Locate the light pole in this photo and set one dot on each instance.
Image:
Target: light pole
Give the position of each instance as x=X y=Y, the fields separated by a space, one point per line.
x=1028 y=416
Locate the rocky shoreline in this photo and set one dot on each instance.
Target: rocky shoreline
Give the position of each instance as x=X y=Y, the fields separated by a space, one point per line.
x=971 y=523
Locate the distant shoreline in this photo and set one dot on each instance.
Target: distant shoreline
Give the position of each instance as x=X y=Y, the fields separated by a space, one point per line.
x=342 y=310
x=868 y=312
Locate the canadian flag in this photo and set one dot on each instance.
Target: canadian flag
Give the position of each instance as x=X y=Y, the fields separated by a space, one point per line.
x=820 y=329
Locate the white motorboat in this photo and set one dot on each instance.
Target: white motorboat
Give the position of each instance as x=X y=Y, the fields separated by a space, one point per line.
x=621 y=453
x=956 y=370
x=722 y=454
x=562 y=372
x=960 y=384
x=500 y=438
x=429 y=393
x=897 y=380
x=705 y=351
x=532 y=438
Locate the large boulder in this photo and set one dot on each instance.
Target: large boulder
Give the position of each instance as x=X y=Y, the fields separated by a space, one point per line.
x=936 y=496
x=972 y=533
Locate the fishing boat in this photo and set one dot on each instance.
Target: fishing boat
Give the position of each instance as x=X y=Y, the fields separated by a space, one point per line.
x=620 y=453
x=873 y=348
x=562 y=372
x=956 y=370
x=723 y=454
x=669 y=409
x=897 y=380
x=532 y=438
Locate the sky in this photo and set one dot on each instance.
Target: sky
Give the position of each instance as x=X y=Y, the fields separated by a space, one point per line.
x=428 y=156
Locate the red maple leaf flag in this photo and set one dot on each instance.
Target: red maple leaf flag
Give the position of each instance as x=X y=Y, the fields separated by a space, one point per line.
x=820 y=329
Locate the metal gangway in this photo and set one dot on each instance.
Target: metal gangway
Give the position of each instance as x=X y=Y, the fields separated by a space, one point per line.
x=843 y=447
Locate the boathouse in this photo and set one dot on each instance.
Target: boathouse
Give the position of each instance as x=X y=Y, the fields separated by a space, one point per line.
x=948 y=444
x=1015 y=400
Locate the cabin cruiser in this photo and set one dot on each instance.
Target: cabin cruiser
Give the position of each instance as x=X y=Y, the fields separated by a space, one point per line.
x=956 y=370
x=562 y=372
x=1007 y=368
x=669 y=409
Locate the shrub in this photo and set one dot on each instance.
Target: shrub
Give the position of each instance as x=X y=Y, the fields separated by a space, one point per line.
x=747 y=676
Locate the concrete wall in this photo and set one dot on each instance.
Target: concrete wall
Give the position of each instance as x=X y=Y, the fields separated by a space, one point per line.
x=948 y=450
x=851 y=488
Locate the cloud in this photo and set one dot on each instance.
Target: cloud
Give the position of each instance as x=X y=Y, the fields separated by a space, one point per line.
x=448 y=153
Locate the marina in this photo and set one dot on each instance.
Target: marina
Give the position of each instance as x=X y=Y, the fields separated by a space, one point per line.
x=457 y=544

YOUR TASK
Put every line of the listing above into a numbered list, leaving out any blank lines.

THE COMPLETED TASK
1. Locate the light pole in this photo and set one dot on each instance.
2. Image:
3. Target: light pole
4. Give the position of each instance as x=X y=Y, the fields separated by a space, one point per line.
5. x=1028 y=416
6. Locate the rocky shoreline in this photo and set one dot on each instance.
7. Target: rocky shoreline
8. Give the position of each instance as x=X y=Y, the fields separated by a space, one point per line.
9. x=971 y=523
10. Locate the distant shoreline in this photo and set one dot on each instance.
11. Target: distant shoreline
12. Give the position of each instance as x=X y=Y, the fields separated by a space, one point per line.
13. x=342 y=310
14. x=868 y=312
15. Locate the canadian flag in this photo and set one dot on each instance.
16. Target: canadian flag
17. Give the position of each instance as x=X y=Y, the fields separated by a space, one point per line.
18. x=820 y=329
19. Locate the white motorboat in this photo and set one dot on each instance.
20. Target: white motorboat
21. Give the position of each instance as x=X y=Y, the fields separated by a space, one point per line.
22. x=621 y=453
23. x=956 y=370
24. x=722 y=454
25. x=562 y=372
26. x=960 y=384
27. x=500 y=438
28. x=429 y=393
29. x=897 y=380
30. x=705 y=351
31. x=532 y=438
32. Locate the large boulder in this photo and set one dot on each instance.
33. Target: large boulder
34. Give the position of each instance as x=X y=Y, the fields separated by a space, one point per line.
35. x=936 y=496
36. x=972 y=533
37. Locate the fishing boat in this photo and set one dot on each instance.
38. Target: fishing boat
39. Give the position of each instance as x=X y=Y, the fields separated by a space, one point per line.
40. x=620 y=453
41. x=873 y=348
42. x=562 y=372
43. x=956 y=370
44. x=723 y=454
45. x=669 y=409
46. x=897 y=380
47. x=532 y=438
48. Locate the sky in this photo and set one dot on each instance.
49. Target: sky
50. Give the position of each instance as x=X y=Y, the fields separated by a space, one point per line.
51. x=428 y=156
52. Locate the red maple leaf flag in this photo and set one dot on each instance.
53. Target: red maple leaf flag
54. Give the position of each instance as x=X y=Y, the fields separated by a space, one point per line.
55. x=820 y=329
56. Locate the metal gangway in this photo and set one dot on each instance.
57. Target: metal gangway
58. Give the position of each instance as x=X y=Y, the fields separated by a space, one point per line.
59. x=843 y=447
60. Locate the boathouse in this photo and set one dot on each instance.
61. Target: boathouse
62. Give the position of each instance as x=X y=Y, the fields separated by a space, one point per line.
63. x=948 y=444
64. x=1015 y=400
65. Locate the cabin cruiser in this photo and set one dot on each instance.
66. Target: cabin cruiser
67. Give the position of each instance as x=X y=Y, the fields separated by a space, one point per line.
68. x=956 y=370
69. x=562 y=372
70. x=1007 y=368
71. x=669 y=409
72. Locate the shrub in this photo and set one dot on each instance.
73. Target: shrub
74. Give the position of each instance as x=X y=Y, the fields separated by a space, one point per line.
75. x=747 y=676
76. Locate the concrete wall in this photo and set one dot on each instance.
77. Target: concrete wall
78. Give the position of each instance as x=X y=Y, the fields separated by a space, one point per line.
79. x=948 y=450
80. x=851 y=488
81. Locate the cloud in this photo and set one dot on each instance.
82. Target: cloud
83. Give the position of each instance as x=X y=Y, the fields separated by a space, one point per line.
84. x=448 y=153
85. Locate the marina in this photo and set one dot on each instance.
86. Target: marina
87. Give the position of each instance as x=X y=Y, the fields separated by a space, one point per line.
88. x=457 y=544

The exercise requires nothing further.